## Entries provided
---*---

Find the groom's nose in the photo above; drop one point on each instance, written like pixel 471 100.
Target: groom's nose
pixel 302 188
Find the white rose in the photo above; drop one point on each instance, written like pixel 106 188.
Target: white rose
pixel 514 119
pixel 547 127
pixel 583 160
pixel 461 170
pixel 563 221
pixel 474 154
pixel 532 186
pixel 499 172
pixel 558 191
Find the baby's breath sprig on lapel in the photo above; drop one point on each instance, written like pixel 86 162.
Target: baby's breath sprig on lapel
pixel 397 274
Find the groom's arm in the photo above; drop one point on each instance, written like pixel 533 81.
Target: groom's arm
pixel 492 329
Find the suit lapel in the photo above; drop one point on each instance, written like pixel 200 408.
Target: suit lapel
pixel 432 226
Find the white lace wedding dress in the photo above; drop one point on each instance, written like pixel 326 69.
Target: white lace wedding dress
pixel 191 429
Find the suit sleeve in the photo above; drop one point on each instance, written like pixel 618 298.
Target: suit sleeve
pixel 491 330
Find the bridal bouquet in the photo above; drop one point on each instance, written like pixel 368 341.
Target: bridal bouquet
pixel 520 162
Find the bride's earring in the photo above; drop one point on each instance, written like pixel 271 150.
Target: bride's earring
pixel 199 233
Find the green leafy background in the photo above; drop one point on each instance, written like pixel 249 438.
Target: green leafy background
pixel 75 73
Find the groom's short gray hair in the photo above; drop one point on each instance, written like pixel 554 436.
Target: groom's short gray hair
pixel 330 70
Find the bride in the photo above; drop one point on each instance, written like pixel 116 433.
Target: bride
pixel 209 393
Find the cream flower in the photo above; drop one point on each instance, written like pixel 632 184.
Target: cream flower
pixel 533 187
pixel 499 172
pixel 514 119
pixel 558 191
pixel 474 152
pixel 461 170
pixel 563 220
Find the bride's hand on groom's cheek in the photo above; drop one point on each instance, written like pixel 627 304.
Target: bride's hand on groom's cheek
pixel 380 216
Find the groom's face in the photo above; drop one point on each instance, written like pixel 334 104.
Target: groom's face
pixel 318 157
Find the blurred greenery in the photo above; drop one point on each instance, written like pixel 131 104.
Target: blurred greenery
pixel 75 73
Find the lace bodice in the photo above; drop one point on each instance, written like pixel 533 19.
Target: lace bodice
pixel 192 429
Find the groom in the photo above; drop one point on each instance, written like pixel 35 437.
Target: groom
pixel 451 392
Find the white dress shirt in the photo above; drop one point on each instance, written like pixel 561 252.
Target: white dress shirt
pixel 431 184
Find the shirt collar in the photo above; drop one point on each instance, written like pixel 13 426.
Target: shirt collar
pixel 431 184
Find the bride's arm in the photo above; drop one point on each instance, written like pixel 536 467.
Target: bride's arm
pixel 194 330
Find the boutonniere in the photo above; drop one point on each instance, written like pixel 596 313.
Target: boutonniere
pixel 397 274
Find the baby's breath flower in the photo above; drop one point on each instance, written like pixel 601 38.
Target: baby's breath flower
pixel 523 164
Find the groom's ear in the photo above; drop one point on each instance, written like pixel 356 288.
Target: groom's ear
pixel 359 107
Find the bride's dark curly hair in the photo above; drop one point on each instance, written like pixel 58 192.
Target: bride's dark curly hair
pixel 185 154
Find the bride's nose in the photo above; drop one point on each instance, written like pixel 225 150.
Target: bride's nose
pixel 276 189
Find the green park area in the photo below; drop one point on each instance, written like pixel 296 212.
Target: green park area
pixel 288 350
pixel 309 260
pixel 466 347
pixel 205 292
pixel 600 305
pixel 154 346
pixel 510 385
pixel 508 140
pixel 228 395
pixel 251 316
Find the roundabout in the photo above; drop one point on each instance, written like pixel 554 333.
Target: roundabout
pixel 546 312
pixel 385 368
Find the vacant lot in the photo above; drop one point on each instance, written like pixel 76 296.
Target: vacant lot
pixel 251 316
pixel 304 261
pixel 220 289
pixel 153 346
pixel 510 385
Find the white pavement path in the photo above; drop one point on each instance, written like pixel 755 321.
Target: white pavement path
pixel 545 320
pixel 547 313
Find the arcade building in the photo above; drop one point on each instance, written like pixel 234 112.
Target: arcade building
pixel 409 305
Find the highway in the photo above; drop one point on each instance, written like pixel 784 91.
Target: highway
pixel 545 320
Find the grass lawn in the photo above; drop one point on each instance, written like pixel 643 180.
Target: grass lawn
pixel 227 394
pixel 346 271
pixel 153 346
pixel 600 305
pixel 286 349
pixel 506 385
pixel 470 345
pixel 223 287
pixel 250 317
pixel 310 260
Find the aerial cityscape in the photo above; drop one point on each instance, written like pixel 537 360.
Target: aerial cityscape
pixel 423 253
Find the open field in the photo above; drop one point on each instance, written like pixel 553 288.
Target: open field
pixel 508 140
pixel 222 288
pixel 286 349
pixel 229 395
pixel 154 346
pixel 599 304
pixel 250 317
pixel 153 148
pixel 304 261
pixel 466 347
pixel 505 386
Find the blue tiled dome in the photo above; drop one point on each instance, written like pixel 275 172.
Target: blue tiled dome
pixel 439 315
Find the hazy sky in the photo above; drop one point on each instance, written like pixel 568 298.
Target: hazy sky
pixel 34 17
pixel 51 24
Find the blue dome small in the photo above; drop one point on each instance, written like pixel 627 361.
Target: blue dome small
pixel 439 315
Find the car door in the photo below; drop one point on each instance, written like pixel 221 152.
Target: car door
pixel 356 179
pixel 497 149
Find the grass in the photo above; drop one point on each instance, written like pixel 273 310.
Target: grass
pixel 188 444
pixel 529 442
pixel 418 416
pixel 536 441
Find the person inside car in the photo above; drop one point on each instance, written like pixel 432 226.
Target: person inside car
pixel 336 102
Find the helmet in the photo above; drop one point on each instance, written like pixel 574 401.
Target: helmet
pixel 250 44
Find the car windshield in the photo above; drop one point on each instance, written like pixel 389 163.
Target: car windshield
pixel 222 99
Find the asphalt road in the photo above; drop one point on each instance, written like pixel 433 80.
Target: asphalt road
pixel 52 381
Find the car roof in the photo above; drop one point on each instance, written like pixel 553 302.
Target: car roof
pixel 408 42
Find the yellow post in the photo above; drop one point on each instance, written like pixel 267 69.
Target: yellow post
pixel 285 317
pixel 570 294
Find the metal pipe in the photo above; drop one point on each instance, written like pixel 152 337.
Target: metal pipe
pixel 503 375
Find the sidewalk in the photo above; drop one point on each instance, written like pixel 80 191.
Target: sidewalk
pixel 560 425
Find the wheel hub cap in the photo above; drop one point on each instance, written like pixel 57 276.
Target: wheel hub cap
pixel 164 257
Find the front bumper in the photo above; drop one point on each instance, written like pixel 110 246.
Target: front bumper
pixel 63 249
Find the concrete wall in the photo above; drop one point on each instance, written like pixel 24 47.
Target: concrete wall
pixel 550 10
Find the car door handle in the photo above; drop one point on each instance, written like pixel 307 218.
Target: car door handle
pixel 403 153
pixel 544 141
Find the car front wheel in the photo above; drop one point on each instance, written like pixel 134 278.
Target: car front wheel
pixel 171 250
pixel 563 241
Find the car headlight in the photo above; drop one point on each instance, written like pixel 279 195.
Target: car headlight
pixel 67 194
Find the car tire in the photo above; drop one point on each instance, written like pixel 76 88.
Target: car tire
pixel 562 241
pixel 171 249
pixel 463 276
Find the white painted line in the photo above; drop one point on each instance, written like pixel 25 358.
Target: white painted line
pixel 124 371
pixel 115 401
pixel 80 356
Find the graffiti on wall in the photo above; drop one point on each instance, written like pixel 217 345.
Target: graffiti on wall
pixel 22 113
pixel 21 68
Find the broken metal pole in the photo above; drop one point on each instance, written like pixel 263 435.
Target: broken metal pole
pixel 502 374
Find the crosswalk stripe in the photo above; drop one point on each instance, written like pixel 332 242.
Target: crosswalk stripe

---*---

## Given request
Could you reproduce, word for word, the part of the listing from the line with "Find the baby's breath flower" up to and including the line with "pixel 310 260"?

## Answer in full
Find the baby's breath flower in the photo above; drop one point on each instance, written like pixel 601 38.
Target: baby's breath flower
pixel 523 164
Find the groom's ear in the photo above; drop one point on each instance, written like pixel 356 288.
Target: groom's ear
pixel 359 107
Find the bride's dark curly hair in the photo above; drop one point on each instance, written like pixel 58 192.
Target: bride's dark curly hair
pixel 185 154
Find the bride's nose in the photo above; drop one point on each instance, written like pixel 225 150.
Target: bride's nose
pixel 276 189
Find the green park area in the photo below; drop one point on each instance, written like pixel 296 212.
Target: green park area
pixel 288 350
pixel 309 260
pixel 466 347
pixel 205 292
pixel 600 305
pixel 154 346
pixel 510 385
pixel 508 140
pixel 228 395
pixel 251 316
Find the roundabout in the photo above; drop one point on each instance, written like pixel 554 333.
Target: roundabout
pixel 546 312
pixel 385 368
Find the vacant lot in the photo above; drop one point on each instance, written like pixel 76 296.
Target: vacant lot
pixel 251 316
pixel 304 261
pixel 220 289
pixel 153 346
pixel 510 385
Find the white pavement path in the photo above; drop one point on each instance, written like pixel 755 321.
Target: white pavement path
pixel 545 320
pixel 547 313
Find the arcade building in the photo above; drop one point on each instance, written like pixel 234 112.
Target: arcade building
pixel 409 305
Find the highway in the photo above; drop one point on each instance, written like pixel 784 91.
Target: highway
pixel 545 320
Find the grass lawn in the photo above; drop one point on each instance, written like pixel 643 180.
Target: grass lawn
pixel 227 394
pixel 346 271
pixel 153 346
pixel 600 305
pixel 286 349
pixel 506 385
pixel 470 345
pixel 223 287
pixel 250 317
pixel 310 260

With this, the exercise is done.